In molti e molte volte mi avete chiesto com’è il Natale a Brazza, come lo si vive, come lo si attende.

Natale è, a queste latitudini, soprattutto la festa dei bambini. Il giorno speciale in cui i bambini diventano ‘re’ e in cui le famiglie, dalle più povere a quelle con maggiori mezzi, fanno del loro meglio affinché i figli siano ‘al centro dell’attenzione’, siano vestiti a festa, ricevano almeno un regalo, abbiano un pranzo ricco di prelibatezze.

Natale è, quaggiù, io penso, il più potente degli ossimori della vita. Un po’ come, probabilmente, dev’esserlo stato la prima volta. Il figlio di Dio, per chi ci crede, che viene al mondo in un ricovero per animali, lontano dai centri del potere, alla periferia della storia. Se non è questo un assurdo!

Pensateci bene con me. Natale è, qui, la festa in cui i bambini sono al centro. In cui i figli sono considerati il

bene più prezioso, se non l’unico. Immaginate ora di celebrare il Natale in un Orfanotrofio. Che, non giriamoci troppo intorno, è il luogo che raccoglie e accoglie tanti di quei bambini che la storia, le occasioni, gli eventi, la disperazione hanno messo al margine. Lontano dal centro. Alla periferia, appunto. L’ossimoro più potente della vita.

● Elenco grezzo

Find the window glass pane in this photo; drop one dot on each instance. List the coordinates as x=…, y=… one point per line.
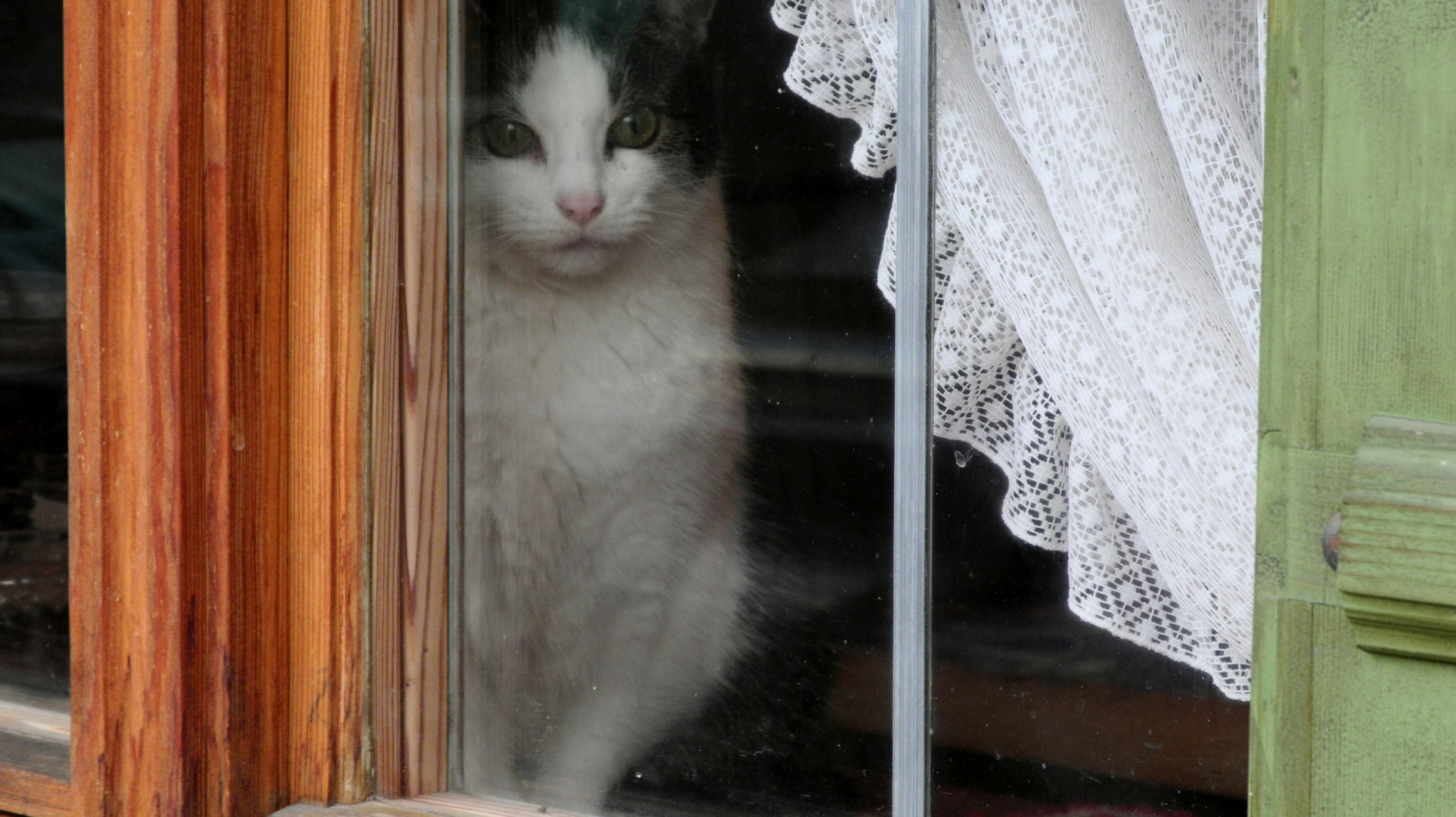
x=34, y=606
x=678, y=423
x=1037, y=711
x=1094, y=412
...
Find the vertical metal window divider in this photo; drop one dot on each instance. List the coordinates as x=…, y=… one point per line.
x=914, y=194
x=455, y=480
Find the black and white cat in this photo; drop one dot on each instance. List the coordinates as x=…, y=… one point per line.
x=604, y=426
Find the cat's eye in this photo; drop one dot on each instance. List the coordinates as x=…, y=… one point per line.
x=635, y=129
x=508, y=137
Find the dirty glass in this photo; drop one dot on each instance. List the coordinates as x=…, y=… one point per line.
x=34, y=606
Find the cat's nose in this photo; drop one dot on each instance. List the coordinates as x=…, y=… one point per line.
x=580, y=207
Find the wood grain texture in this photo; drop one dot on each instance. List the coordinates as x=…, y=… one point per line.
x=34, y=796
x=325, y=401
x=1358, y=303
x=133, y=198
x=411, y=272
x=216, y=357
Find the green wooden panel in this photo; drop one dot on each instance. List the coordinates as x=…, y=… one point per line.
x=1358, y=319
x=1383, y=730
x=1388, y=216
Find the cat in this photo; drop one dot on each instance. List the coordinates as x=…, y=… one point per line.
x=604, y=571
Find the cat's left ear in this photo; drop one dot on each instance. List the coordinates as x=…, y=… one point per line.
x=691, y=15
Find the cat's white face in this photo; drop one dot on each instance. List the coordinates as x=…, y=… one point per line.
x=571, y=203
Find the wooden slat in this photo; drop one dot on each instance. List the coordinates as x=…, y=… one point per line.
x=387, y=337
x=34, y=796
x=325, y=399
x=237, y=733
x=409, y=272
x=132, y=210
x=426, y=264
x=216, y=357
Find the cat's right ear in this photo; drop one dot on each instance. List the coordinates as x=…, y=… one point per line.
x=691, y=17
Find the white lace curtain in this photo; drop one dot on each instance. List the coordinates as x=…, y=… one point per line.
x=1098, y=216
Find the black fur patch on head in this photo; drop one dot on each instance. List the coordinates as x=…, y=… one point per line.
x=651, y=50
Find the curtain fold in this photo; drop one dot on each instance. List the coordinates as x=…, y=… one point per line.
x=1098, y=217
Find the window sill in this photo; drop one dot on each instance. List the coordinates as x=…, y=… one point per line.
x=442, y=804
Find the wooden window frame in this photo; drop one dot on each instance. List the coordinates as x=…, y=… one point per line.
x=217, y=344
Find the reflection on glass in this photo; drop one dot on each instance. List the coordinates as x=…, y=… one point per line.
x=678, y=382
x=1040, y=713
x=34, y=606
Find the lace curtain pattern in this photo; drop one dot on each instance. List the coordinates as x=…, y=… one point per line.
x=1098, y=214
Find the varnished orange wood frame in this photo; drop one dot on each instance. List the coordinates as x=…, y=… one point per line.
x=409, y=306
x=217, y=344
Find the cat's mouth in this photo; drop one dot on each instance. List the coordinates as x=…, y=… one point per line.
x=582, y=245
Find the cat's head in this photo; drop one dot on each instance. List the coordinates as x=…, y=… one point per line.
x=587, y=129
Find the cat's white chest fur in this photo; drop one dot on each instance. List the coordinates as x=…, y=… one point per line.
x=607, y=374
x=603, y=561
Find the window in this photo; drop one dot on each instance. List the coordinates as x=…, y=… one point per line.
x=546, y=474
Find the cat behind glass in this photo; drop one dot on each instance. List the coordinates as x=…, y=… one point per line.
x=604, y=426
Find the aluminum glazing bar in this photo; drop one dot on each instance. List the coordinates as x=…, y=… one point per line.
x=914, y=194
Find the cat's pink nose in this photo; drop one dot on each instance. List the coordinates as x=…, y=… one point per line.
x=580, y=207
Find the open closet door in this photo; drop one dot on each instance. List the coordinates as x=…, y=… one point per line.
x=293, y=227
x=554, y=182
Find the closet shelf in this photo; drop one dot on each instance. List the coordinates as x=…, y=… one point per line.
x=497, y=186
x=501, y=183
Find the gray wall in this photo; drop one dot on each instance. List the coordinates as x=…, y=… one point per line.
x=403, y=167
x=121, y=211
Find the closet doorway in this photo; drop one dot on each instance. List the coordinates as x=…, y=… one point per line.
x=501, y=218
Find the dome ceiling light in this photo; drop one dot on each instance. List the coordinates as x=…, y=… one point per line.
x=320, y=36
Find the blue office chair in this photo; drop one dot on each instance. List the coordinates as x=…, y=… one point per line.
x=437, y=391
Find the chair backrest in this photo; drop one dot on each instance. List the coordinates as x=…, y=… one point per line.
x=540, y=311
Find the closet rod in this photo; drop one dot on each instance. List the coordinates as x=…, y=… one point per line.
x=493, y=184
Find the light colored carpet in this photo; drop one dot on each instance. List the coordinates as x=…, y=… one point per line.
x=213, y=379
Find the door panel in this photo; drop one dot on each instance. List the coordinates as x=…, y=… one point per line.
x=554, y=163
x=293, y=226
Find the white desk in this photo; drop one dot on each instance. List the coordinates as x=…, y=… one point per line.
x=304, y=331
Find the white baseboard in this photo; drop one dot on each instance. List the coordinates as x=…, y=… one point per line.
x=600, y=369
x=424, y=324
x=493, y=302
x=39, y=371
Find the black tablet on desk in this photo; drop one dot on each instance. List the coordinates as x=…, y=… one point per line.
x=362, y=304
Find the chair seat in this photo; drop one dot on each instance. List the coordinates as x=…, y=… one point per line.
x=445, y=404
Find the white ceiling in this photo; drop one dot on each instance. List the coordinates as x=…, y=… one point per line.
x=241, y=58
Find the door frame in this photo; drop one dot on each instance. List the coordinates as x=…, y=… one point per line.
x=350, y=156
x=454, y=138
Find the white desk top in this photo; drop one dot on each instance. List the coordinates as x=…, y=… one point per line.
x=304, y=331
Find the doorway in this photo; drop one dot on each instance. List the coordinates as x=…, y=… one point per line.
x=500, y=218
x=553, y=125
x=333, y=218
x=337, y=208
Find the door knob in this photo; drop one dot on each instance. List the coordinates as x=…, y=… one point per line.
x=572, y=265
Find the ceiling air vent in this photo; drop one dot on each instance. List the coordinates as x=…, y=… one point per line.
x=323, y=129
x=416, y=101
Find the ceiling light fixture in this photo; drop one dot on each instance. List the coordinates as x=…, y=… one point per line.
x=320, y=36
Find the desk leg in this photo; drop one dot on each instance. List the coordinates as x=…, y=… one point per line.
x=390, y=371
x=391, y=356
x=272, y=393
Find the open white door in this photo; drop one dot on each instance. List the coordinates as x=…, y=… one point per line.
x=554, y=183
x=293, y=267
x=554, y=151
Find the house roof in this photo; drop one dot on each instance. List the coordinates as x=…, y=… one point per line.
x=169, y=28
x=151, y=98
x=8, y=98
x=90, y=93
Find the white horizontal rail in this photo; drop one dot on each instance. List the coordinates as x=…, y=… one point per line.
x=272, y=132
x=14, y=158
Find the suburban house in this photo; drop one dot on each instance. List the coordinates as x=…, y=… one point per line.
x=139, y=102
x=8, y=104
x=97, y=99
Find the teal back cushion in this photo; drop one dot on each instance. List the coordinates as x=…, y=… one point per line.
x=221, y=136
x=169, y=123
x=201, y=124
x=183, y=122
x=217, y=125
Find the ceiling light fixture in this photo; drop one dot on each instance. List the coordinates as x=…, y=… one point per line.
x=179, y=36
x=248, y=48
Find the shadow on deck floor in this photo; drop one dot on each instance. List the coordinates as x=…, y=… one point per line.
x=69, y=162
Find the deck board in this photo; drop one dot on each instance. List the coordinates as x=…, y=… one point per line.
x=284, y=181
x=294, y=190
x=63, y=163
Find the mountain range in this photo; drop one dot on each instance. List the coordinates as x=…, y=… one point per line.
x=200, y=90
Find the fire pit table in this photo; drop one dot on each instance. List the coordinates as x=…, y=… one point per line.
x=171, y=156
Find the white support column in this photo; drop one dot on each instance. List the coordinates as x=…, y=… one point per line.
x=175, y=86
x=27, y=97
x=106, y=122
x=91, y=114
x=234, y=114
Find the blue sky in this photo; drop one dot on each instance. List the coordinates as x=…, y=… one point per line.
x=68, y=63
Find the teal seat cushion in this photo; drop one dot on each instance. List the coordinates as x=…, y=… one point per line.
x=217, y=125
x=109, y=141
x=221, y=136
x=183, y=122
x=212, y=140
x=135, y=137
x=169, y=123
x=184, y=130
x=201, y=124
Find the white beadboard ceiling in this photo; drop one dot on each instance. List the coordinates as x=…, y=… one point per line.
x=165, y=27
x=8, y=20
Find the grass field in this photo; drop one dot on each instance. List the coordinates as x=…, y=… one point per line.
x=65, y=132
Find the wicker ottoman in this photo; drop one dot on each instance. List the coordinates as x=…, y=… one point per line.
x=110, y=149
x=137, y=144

● COMPITI DA SVOLGERE
#1 Secondo il testo sul Natale a Brazza, di chi è soprattutto la festa del Natale a quelle latitudini?
#2 Indica se ciascuna di queste affermazioni concorda con il testo sul Natale a Brazza. Rispondi sì o no e cita le parole del testo che lo stabiliscono. (a) A Natale solo le famiglie con maggiori mezzi si impegnano perché i figli ricevano un regalo. (b) Il figlio di Dio viene al mondo in un ricovero per animali. (c) L'orfanotrofio accoglie bambini messi al margine.
#3 Continua il testo sul Natale a Brazza a partire dalla sua ultima frase.

● I RISULTATI
#1 Il Natale è soprattutto la festa dei bambini.

#2
(a) No: «le famiglie, dalle più povere a quelle con maggiori mezzi, fanno del loro meglio affinché i figli siano ‘al centro dell’attenzione’, siano vestiti a festa, ricevano almeno un regalo».
(b) Sì: «Il figlio di Dio, per chi ci crede, che viene al mondo in un ricovero per animali».
(c) Sì: «è il luogo che raccoglie e accoglie tanti di quei bambini che la storia, le occasioni, gli eventi, la disperazione hanno messo al margine».

#3
Che fregandosene degli ossimori fa della periferia il centro.

Lo so che non si dovrebbe fare, che non è ‘politically correct’, che non è, forse, rispettoso da parte mia. Ma lasciate che questo Natale io possa, per una volta, provocarvi e portarvi dove magari non avevate pensato di arrivare.

Natale è la nascita di un bambino, in fondo. Il venire al mondo di un figlio.

Penso, in questi giorni, io che, purtroppo, non ho avuto grazia di essere madre, come avrei voluto che fosse mio figlio. Domanda banale e forse un poco stupida, direte voi. Sono d’accordo. Lo avrei voluto sano, avrei voluto che crescesse circondato d’amore e di bellezza, avrei voluto che fosse, se non spudoratamente felice, almeno capace di sperimentare il fremito di non trascurabili momenti di felicità. E che la vita non gli avesse risparmiato il dolore (ahimè, non si può!), ma che gli avesse dato coraggio, forza, speranza e amici sufficienti per affrontarlo. Il fatto è, madre o no, che i figli non si scelgono. Arrivano, attraversano la nostra vita, la sconvolgono, talvolta la trafiggono, la fanno essere migliore, ne sono, inevitabilmente, al centro.

Arrivo al punto, amici cari. In questo mio periferico, ossimorico, strano Natale è uno strappo alla regola che vorrei chiedervi di compiere insieme a me. Di scegliere. Impossibile, direte voi. Ne convengo. Impossibile scegliere un figlio. Ma è questo che invece vi chiedo.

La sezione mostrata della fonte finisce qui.